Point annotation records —
----

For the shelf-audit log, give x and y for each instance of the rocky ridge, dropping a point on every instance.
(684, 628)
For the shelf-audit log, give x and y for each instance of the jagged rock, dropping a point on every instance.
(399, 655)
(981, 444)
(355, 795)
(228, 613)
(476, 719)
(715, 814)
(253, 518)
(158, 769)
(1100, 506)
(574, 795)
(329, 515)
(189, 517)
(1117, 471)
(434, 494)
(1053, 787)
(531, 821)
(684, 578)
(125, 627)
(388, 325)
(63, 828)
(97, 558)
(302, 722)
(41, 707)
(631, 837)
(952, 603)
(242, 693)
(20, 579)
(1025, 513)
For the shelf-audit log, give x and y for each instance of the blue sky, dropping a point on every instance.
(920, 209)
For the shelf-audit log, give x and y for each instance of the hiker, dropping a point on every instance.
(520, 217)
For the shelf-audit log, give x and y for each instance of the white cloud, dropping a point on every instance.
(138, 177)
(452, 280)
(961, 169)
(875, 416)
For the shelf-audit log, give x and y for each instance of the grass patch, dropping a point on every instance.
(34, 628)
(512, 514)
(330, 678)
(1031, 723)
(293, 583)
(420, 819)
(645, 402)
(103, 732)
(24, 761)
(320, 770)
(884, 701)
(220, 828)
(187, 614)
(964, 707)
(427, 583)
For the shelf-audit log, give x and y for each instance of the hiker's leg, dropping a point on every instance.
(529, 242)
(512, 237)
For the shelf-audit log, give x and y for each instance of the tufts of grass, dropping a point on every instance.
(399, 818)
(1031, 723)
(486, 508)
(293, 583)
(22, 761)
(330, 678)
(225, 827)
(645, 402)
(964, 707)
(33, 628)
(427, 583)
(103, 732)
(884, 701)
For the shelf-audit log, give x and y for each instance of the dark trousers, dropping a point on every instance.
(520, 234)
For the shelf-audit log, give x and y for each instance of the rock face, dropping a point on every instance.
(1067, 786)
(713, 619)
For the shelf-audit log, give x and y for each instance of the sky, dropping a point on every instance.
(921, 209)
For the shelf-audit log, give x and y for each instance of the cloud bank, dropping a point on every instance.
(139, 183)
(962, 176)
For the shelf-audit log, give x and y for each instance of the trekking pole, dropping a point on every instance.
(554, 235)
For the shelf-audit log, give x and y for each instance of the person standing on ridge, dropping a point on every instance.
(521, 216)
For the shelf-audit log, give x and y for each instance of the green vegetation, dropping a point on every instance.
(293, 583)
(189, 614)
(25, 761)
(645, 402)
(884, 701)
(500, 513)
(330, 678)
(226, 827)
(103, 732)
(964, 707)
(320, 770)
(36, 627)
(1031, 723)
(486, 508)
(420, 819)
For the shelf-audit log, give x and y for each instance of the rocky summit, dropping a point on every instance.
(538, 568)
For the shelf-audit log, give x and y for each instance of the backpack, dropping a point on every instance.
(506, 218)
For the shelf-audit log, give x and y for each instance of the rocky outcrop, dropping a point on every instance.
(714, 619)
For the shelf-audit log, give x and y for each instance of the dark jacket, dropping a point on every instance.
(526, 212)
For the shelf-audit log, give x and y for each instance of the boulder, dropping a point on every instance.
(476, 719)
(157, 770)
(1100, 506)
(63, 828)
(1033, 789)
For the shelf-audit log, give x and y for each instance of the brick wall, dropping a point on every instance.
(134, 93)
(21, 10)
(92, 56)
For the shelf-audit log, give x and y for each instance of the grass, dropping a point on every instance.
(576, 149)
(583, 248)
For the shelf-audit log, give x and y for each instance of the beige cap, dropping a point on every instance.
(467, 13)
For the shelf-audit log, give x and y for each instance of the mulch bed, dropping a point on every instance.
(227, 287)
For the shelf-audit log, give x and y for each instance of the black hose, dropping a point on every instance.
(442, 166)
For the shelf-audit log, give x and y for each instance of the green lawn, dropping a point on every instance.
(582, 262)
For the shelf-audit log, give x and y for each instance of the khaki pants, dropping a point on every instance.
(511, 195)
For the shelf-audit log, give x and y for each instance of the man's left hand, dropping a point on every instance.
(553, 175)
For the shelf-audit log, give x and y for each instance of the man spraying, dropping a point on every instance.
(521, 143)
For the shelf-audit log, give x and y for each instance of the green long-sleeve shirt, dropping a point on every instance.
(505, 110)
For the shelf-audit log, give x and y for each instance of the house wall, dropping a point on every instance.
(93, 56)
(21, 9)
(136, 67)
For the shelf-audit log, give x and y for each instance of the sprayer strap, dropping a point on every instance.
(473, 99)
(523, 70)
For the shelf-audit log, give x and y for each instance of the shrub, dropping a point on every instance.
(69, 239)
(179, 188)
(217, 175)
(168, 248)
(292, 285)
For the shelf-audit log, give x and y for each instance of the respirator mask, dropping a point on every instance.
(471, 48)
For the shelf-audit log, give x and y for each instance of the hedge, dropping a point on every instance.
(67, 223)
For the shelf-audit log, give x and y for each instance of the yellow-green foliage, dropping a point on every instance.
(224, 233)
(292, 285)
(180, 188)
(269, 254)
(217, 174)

----

Task instructions — Rewrite the lines above from the first one up to and including the line with "(1025, 513)", raising every coordinate in the answers by 111 and keeping all other lines unchanged.

Solution —
For the shelf-audit log, give x and y for each instance of the rocky ridge, dropping a point on every instance.
(795, 739)
For the shelf-audit log, give x and y for each instance of the jagged rock, dropping a point on every instance.
(510, 766)
(1092, 555)
(466, 906)
(339, 724)
(587, 830)
(826, 925)
(364, 629)
(269, 880)
(1211, 617)
(685, 906)
(440, 626)
(300, 628)
(1228, 582)
(545, 605)
(1164, 898)
(642, 932)
(795, 689)
(236, 738)
(499, 436)
(174, 939)
(208, 669)
(413, 833)
(152, 818)
(742, 948)
(1063, 714)
(353, 804)
(131, 690)
(1136, 624)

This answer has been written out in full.